------ FRAGMENTO DEL DOCUMENTO ------

Entre las décadas del 60 y del 70 del siglo pasado, más allá de diferencias
en sus proyectos a largo plazo, en sus aspiraciones e incluso en sus
metodologías de acción, un amplio arco de protestas ante lo conocido y de ideas
innovadoras y contestatarias barría en buena medida la sociedad global:
radicalización de las luchas sindicales, profundización de las luchas
anticoloniales y del movimiento tercermundista, estudiantes radicalizados por
distintos lugares con el Mayo Francés de 1968 como bandera, aparición y
radicalización de propuestas revolucionarias de vía armada, movimiento hippie
anticonsumismo y antibélico, incluso dentro de la iglesia católica una Teología
de la Liberación consustanciada con las causas de los oprimidos. Es decir,
reivindicaciones de distinta índole y calibre (por los derechos de las mujeres,
por la liberación sexual, por las minorías históricamente postergadas, por la
defensa del medioambiente, etc.) que permitían entrever un panorama de
profundas transformaciones a la vista.

------ REGISTROS SIN PROCESAR ------

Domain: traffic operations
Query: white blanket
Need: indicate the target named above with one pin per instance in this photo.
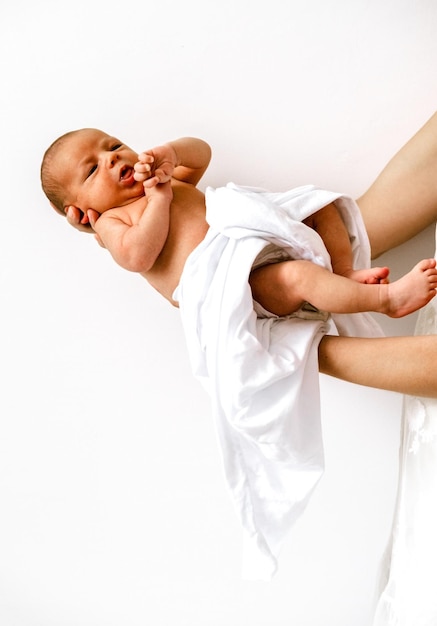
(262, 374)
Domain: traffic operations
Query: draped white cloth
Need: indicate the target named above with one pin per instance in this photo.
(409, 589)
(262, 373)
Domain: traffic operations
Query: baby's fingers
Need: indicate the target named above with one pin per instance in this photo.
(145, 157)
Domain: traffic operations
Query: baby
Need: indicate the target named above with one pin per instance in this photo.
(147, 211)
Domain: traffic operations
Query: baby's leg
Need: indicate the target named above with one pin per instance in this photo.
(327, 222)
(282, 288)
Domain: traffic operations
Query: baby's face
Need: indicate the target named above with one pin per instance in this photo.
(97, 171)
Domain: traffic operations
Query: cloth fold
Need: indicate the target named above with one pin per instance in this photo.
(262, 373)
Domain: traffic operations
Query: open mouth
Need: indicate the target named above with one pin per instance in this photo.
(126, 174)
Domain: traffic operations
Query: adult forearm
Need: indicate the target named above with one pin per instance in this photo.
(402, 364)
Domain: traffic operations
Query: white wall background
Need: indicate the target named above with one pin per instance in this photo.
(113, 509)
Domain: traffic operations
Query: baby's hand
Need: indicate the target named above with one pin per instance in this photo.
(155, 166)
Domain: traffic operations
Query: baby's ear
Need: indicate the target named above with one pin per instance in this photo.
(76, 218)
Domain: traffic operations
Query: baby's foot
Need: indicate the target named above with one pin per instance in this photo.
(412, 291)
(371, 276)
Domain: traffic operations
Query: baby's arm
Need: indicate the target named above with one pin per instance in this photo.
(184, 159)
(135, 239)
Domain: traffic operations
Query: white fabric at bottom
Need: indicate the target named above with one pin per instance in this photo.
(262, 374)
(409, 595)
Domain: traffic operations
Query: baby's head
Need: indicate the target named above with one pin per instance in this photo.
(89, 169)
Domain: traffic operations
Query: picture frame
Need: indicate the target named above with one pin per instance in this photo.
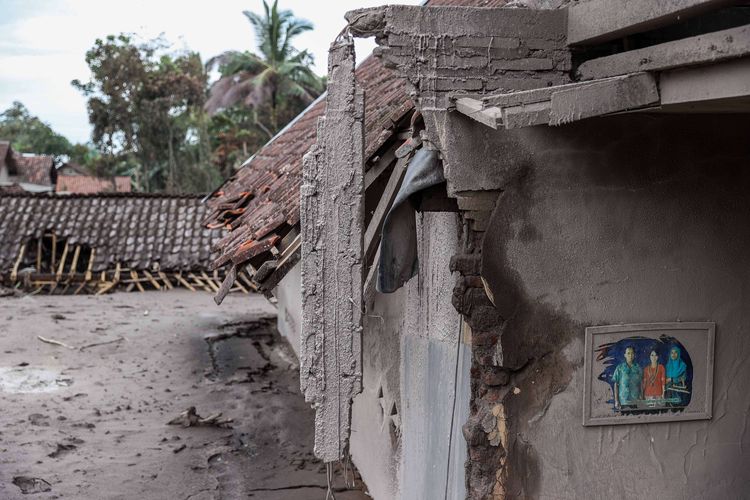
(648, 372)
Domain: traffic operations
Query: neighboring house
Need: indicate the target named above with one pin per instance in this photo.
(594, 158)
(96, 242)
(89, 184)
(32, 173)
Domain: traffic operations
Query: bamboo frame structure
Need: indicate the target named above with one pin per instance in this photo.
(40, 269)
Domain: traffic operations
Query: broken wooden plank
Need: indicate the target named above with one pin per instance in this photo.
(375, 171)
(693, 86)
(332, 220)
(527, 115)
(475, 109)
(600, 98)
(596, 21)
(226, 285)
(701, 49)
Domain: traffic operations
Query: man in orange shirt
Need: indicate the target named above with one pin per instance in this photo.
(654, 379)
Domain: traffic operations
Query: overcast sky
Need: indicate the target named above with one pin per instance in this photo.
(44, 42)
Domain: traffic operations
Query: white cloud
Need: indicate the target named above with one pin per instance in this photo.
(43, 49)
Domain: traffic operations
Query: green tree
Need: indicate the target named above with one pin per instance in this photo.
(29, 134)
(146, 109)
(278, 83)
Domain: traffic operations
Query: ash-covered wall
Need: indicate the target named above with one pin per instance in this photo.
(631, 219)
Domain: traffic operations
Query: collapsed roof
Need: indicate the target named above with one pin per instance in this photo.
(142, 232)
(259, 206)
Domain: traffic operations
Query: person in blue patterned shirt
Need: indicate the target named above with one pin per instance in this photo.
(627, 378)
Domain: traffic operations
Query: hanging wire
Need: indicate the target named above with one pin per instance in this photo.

------

=== INSTRUCCIONES DE TRABAJO ===
(a) En el fragmento sobre las protestas de los años 60 y 70, ¿qué acontecimiento llevaban como bandera los estudiantes radicalizados?
(b) Reúne todas las líneas de los registros que contienen la cadena "wall", distinguiendo entre mayúsculas y minúsculas.
El texto y los registros son materiales independientes entre sí.

=== SOLUCIONES ===
(a) El Mayo Francés de 1968.

(b)
Query: white wall background
Query: ash-covered wall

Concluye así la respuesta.